What this task involves >>
Return the data below line for line, unchanged.

Entries provided >>
============

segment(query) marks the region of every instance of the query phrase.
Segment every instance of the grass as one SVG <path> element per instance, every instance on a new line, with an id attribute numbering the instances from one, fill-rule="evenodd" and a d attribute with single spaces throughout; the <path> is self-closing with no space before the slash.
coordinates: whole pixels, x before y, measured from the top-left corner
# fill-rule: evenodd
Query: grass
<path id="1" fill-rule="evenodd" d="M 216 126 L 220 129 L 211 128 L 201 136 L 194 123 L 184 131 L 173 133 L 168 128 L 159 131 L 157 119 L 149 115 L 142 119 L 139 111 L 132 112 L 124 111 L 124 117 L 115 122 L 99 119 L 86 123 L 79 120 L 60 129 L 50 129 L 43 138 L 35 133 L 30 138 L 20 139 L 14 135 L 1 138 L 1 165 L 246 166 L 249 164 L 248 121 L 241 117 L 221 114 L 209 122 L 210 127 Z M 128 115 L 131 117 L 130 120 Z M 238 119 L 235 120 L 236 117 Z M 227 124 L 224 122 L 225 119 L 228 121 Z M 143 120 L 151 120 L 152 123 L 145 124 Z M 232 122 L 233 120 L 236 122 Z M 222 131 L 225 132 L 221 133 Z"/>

============

Exercise solution >>
segment(query) marks the region of every instance of the query phrase.
Segment every instance of the grass as one SVG <path> element per instance, every instance on a new line, with an id attribute numbering the instances from one, fill-rule="evenodd" and a d attribute with single spaces throughout; the <path> is self-closing with no space before the slash.
coordinates: whole pixels, x before y, measured from the top-left corner
# fill-rule: evenodd
Query: grass
<path id="1" fill-rule="evenodd" d="M 216 126 L 220 129 L 211 128 L 201 136 L 194 123 L 184 131 L 173 133 L 168 128 L 159 131 L 157 119 L 149 115 L 142 119 L 139 111 L 132 112 L 124 111 L 124 117 L 115 122 L 99 119 L 86 123 L 79 120 L 60 129 L 50 129 L 43 138 L 35 133 L 30 138 L 20 139 L 14 135 L 1 138 L 1 165 L 246 166 L 249 164 L 248 121 L 241 117 L 221 114 L 209 122 L 210 127 Z M 128 115 L 131 117 L 130 120 Z M 238 119 L 235 120 L 236 117 Z M 227 124 L 224 122 L 225 119 L 228 121 Z M 143 120 L 151 120 L 152 123 L 145 124 Z M 232 122 L 233 120 L 236 122 Z M 222 131 L 225 132 L 221 133 Z"/>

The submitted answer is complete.